*YOUR INSTRUCTIONS*: Reproduce the part of the forum thread about management consultants between "Either way, in" and "Needs an /s.", inclusive.
Segment Start: PROVIDED PASSAGE
If all else fails, the LLM revolution will at least allow us to make sense of ketamine-induced rants on management.

Maybe it was done on Ketamine, but the points are valid. Have seen it, consultants don't really bring 'new' or 'creative' solutions, they just help move the ideas around the calcified layers in the organization.

just said in 100x words...

Is the post that bad?

What does it say about me if I didn’t think that it was that bad?

It is an honest and unfiltered take.

My theory is that honest takes should be written on first take without revisions and without edits. The moment I massage a statement to be more coherent I am compromising on my honesty.

It’s a bit long for the TLDR crowd, and it was passionate.

But no, it was a good post and the cultural expectation to keep things shorter and more buttoned up has some real downsides.

I would have written this with more punch, but, well, see above.

The new tasks people get from talking to each other are usually well within their job description. They are just new tasks, and neither developers nor middle managers are allowed to drop useless tasks just before something valuable appeared.

Either way, in my experience management consultants just add new useless tasks for everybody on that set. I have never seen them actually decreasing the number of tasks.

Needs an /s.
Segment End: PROVIDED PASSAGE
Segment Start: INPUT DATA
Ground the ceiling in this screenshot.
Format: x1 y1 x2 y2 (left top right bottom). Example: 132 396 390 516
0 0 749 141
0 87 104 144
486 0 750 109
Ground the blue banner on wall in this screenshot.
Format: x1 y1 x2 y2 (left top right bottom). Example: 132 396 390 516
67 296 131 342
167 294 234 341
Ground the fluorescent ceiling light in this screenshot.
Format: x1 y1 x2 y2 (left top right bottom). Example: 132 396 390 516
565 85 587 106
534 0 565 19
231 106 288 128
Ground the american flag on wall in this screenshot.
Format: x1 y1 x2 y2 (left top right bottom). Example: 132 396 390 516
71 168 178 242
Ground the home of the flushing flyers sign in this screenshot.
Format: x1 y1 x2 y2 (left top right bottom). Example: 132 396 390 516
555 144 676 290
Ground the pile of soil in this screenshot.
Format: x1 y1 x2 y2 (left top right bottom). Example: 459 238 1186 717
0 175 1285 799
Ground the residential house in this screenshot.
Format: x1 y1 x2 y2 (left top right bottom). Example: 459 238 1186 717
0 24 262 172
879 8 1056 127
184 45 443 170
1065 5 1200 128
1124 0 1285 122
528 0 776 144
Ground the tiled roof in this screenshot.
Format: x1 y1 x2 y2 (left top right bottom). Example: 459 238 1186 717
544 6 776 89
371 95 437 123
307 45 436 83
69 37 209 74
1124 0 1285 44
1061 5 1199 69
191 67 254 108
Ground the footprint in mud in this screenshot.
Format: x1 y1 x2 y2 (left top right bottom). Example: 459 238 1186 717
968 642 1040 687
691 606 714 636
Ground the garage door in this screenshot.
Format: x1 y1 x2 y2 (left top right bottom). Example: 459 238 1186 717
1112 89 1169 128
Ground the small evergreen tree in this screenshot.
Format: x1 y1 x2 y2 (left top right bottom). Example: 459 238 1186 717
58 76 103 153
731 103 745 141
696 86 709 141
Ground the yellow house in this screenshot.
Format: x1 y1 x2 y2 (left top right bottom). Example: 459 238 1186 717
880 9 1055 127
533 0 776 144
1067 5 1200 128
Segment End: INPUT DATA
*EXERCISE ANSWER*:
Either way, in my experience management consultants just add new useless tasks for everybody on that set. I have never seen them actually decreasing the number of tasks.

Needs an /s.